In the records below, take the line containing "the tree, imagine" and reproduce it and every subsequent line exactly, adding nothing.

Items from a data source

>>>

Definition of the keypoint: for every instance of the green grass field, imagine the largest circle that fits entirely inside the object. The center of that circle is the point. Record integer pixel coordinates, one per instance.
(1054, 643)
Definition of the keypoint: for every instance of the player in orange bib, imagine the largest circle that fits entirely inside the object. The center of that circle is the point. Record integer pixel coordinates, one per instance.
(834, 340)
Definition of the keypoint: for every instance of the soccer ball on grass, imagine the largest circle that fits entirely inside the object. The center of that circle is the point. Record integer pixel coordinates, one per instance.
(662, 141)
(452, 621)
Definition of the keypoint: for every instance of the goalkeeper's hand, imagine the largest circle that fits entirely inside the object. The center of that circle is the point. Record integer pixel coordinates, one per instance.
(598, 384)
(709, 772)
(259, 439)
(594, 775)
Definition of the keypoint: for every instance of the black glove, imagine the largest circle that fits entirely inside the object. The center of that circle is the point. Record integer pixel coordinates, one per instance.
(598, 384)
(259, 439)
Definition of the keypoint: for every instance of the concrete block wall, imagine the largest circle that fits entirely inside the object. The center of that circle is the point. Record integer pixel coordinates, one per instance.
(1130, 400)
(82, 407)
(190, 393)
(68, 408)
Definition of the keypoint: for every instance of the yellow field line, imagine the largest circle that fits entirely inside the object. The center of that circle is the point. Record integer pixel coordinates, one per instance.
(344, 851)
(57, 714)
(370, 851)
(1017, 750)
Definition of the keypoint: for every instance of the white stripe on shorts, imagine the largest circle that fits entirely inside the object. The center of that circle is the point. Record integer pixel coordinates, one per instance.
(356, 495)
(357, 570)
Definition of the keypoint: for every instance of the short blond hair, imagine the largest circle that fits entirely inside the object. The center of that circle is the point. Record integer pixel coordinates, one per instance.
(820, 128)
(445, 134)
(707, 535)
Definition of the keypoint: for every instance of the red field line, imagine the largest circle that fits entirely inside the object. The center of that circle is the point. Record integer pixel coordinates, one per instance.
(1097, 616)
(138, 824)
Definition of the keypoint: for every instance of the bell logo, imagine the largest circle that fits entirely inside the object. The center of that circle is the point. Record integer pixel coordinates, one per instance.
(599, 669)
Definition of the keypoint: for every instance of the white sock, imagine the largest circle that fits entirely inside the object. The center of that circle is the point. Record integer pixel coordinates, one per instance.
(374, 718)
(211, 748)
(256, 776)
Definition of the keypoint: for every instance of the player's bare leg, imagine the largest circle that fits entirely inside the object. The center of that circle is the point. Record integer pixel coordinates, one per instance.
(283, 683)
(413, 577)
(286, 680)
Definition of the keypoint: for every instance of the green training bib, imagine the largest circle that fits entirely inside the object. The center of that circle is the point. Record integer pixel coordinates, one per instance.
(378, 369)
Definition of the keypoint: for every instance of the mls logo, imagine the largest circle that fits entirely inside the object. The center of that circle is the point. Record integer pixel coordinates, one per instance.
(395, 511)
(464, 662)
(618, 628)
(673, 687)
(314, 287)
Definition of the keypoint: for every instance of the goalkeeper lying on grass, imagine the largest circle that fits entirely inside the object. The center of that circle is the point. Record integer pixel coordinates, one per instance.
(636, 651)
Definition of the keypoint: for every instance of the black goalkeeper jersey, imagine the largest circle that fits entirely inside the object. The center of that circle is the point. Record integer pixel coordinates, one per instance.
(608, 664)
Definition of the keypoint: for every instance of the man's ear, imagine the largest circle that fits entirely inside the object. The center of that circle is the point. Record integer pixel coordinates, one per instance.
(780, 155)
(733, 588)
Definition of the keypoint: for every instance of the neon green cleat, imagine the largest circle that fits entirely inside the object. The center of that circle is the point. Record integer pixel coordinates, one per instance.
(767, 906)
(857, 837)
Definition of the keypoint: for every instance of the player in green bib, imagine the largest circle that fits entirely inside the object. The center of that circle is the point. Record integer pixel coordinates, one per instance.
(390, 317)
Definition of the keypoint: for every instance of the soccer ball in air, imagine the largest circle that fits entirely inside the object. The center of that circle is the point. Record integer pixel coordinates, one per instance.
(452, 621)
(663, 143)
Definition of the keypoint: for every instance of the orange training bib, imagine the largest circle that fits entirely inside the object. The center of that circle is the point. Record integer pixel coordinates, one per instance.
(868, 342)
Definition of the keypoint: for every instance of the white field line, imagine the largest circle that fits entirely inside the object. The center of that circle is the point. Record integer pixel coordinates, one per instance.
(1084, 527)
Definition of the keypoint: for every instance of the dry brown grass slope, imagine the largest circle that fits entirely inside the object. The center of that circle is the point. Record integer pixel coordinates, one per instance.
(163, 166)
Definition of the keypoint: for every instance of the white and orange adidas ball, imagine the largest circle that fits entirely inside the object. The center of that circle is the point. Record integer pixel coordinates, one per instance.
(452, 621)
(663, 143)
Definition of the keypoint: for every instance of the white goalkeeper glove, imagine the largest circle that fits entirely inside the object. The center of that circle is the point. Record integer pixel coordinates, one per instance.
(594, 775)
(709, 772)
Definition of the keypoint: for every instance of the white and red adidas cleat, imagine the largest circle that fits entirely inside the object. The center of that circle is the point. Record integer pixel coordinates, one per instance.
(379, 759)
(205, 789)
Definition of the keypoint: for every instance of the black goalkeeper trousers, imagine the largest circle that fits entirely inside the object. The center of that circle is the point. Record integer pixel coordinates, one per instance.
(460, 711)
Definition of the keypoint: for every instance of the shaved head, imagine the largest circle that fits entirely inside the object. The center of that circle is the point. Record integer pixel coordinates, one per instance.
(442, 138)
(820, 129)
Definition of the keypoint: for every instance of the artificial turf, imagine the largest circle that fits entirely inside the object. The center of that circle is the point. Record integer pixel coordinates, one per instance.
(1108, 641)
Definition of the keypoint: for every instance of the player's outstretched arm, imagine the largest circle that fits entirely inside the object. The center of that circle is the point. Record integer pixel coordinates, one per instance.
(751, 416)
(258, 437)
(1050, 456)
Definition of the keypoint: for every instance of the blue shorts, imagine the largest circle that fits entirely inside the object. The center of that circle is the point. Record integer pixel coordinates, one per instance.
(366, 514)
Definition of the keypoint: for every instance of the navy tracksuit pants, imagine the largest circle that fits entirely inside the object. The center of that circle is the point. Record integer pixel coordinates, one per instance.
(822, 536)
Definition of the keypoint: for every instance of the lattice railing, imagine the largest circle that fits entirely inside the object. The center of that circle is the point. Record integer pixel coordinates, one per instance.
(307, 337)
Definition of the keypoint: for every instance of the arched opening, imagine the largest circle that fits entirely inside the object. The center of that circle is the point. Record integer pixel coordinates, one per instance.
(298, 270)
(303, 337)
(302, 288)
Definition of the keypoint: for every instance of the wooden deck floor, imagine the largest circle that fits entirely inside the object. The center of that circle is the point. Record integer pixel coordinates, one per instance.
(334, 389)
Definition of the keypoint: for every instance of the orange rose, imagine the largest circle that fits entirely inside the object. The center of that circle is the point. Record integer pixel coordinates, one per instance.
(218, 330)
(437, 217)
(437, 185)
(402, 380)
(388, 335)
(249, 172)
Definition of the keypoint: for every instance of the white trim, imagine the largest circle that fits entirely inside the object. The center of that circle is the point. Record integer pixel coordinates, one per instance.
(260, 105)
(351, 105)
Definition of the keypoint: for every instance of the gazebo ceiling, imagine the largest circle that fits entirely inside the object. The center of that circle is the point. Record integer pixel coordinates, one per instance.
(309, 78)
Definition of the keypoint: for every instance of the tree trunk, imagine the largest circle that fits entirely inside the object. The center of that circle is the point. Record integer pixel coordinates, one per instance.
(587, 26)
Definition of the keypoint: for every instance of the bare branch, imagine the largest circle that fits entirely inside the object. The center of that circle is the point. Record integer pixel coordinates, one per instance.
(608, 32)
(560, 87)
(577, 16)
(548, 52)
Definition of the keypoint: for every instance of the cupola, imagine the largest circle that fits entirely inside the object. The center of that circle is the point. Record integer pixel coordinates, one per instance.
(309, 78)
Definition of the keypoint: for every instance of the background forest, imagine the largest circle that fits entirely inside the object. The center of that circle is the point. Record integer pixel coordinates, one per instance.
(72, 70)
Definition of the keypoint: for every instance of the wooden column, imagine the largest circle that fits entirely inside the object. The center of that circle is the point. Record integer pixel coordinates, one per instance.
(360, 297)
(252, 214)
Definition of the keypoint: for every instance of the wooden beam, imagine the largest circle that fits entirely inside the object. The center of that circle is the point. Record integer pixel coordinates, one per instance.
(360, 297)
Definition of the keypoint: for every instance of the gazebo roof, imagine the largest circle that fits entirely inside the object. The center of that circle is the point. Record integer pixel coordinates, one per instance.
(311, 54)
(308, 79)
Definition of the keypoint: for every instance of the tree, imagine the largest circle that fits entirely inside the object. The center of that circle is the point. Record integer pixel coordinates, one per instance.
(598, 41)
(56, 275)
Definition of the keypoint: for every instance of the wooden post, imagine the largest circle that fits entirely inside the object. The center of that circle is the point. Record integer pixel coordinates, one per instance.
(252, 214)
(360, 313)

<<<

*Solution*.
Definition of the keypoint: for every instance of the tree, imagine the largest circle that fits entirely inside the object. The center of that circle is the point. Record integer pixel coordinates, one per instance.
(598, 41)
(56, 275)
Definition of the keypoint: for every instance of the wooden post, imagine the largest circle that fits entirely inside the object. The center of that circle is the point. Record integer pixel coordinates, one per instance.
(252, 214)
(360, 313)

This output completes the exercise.